• [Page extract]

——

What I thought was decent might be different then what you thought was decent, we clearly have different philosophies of what's a good pro-wrestling show.

The bulk of this show was promoting the PPV, that's what a go-home show is supposed to be. Did I think it was perfect? Hell no, but they did a good job promoting All Out.


----------



## Chan Hung (Dec 28, 2011)

RelivingTheShadow said:


> A decent show.
> 
> I imagine they do a poor rating tomorrow and people will be spelling the end of the company.


To be honest, they would deserve a low rating. Horrible show. Slow, boring, nothing to really urge anyone to buy a pretty expensive show in a few days. Not to mention, now you have no NXT and you half ass it. No excuses. They be lucky to get 800,000.


----------



## $Dolladrew$ (Jun 15, 2020)

Whoever was on the sensor button was way off literally every curse word was aired followed by the bleep LMFAO.

Was a decent show but not great and even less great considering this is the lead in to the ppv.

——

• [Saved data entries]
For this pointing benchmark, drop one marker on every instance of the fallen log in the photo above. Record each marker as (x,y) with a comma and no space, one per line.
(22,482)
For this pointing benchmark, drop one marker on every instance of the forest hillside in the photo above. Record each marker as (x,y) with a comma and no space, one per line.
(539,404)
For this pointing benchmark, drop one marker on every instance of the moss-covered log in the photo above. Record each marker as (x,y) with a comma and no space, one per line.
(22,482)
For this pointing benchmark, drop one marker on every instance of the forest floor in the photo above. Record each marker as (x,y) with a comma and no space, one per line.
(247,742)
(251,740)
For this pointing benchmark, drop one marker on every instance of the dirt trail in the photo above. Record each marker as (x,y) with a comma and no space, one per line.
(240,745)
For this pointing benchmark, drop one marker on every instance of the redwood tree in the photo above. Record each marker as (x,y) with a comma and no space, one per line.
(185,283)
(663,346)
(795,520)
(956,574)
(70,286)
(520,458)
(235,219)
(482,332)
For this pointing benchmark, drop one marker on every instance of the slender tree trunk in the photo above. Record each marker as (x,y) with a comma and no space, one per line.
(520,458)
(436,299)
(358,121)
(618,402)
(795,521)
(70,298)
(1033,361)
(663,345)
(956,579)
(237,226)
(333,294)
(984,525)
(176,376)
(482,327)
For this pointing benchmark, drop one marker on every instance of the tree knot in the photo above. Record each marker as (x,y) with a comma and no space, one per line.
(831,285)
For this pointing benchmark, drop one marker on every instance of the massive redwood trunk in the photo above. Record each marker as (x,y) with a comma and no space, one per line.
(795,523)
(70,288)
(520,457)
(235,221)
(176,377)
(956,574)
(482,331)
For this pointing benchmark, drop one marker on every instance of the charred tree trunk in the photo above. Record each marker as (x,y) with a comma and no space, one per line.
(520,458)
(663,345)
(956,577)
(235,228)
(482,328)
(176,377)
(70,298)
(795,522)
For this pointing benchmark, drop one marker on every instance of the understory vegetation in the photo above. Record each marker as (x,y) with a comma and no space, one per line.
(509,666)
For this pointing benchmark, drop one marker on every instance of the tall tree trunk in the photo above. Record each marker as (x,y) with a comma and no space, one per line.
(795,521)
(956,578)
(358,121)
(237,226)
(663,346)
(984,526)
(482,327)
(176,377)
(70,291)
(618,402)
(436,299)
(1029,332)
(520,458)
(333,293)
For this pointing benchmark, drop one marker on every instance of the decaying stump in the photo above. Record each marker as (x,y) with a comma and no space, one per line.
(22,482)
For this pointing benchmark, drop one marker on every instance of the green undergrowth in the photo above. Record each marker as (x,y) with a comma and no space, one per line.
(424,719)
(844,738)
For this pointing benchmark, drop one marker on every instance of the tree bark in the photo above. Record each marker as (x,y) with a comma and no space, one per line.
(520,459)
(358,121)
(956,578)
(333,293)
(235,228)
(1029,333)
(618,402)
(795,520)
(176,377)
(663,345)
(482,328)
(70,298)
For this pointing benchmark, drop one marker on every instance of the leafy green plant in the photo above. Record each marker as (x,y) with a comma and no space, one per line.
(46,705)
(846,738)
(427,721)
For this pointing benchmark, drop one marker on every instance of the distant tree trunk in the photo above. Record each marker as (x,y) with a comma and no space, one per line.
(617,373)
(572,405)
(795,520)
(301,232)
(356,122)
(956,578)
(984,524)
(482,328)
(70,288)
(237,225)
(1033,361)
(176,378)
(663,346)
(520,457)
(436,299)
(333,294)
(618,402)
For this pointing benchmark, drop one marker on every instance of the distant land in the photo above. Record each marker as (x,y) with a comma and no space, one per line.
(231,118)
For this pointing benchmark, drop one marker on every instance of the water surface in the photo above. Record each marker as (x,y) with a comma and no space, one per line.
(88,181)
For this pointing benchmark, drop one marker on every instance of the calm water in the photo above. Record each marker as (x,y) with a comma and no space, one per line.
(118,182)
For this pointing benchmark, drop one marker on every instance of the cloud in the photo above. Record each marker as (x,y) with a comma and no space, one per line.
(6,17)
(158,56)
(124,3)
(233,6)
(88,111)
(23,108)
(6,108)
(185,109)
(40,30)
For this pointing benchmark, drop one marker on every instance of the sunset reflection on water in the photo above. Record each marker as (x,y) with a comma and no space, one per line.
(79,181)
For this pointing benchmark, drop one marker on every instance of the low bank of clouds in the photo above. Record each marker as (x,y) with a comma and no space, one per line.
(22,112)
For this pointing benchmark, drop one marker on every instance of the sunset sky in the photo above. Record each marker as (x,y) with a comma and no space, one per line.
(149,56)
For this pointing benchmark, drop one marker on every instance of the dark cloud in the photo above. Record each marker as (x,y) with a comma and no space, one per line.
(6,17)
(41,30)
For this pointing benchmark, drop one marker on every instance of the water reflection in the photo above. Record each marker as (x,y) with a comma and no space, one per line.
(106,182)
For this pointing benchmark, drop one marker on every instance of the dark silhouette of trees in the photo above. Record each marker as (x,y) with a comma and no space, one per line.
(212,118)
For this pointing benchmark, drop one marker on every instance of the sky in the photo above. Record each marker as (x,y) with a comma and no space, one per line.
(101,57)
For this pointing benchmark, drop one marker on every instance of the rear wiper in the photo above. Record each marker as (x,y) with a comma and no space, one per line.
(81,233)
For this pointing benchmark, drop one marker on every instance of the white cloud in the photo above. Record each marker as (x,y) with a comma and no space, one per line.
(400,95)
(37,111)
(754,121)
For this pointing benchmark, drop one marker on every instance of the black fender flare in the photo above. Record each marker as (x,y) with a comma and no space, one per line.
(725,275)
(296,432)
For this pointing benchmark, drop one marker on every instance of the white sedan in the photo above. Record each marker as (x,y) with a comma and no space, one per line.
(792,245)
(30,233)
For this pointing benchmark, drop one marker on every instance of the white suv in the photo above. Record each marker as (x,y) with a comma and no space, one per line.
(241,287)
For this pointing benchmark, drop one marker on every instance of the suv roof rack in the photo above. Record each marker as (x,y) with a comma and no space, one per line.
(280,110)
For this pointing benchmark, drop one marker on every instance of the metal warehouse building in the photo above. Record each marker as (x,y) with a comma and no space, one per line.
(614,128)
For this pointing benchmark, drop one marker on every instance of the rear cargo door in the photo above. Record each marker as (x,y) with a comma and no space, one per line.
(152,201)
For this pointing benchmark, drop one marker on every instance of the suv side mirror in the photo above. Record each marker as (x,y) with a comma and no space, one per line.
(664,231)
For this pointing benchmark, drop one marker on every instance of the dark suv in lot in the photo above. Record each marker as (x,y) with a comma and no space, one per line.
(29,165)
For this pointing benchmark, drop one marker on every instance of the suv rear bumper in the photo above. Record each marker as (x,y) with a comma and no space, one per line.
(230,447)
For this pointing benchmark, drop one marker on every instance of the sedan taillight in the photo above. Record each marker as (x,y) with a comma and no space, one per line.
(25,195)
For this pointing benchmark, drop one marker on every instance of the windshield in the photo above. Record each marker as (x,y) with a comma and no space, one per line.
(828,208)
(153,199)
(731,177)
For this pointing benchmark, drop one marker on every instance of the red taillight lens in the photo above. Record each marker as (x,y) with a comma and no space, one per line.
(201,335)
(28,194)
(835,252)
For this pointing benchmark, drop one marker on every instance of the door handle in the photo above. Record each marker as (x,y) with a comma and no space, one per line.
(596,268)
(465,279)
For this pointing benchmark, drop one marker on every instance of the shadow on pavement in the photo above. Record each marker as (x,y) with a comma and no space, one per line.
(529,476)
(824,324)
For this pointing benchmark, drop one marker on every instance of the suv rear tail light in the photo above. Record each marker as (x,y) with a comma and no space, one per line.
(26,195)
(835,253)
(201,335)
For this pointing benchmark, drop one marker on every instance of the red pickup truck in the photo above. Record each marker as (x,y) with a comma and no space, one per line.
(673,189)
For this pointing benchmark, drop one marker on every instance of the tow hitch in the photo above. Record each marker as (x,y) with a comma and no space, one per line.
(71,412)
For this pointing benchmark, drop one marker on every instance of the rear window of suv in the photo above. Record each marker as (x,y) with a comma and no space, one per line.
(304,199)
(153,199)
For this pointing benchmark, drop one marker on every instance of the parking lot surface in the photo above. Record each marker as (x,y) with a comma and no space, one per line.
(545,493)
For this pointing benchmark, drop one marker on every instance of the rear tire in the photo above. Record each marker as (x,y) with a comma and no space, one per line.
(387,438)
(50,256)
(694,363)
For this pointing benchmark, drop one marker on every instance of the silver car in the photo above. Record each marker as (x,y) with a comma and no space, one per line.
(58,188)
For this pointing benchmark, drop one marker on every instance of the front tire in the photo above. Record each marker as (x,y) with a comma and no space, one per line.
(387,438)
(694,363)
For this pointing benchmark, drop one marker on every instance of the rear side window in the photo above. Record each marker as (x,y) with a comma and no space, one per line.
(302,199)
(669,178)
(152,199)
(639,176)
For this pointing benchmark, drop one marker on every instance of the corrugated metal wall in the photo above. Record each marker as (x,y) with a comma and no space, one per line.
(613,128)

——

• [Required action 1] In the wrestling forum thread, what number does Chan Hung say the show would be lucky to get?
• [Required action 2] Write out the passage of the wrestling forum thread between "To be honest, they" and "(Jun 15, 2020)", inclusive.

• [Response area 1] 800,000.

• [Response area 2]
To be honest, they would deserve a low rating. Horrible show. Slow, boring, nothing to really urge anyone to buy a pretty expensive show in a few days. Not to mention, now you have no NXT and you half ass it. No excuses. They be lucky to get 800,000.


----------



## $Dolladrew$ (Jun 15, 2020)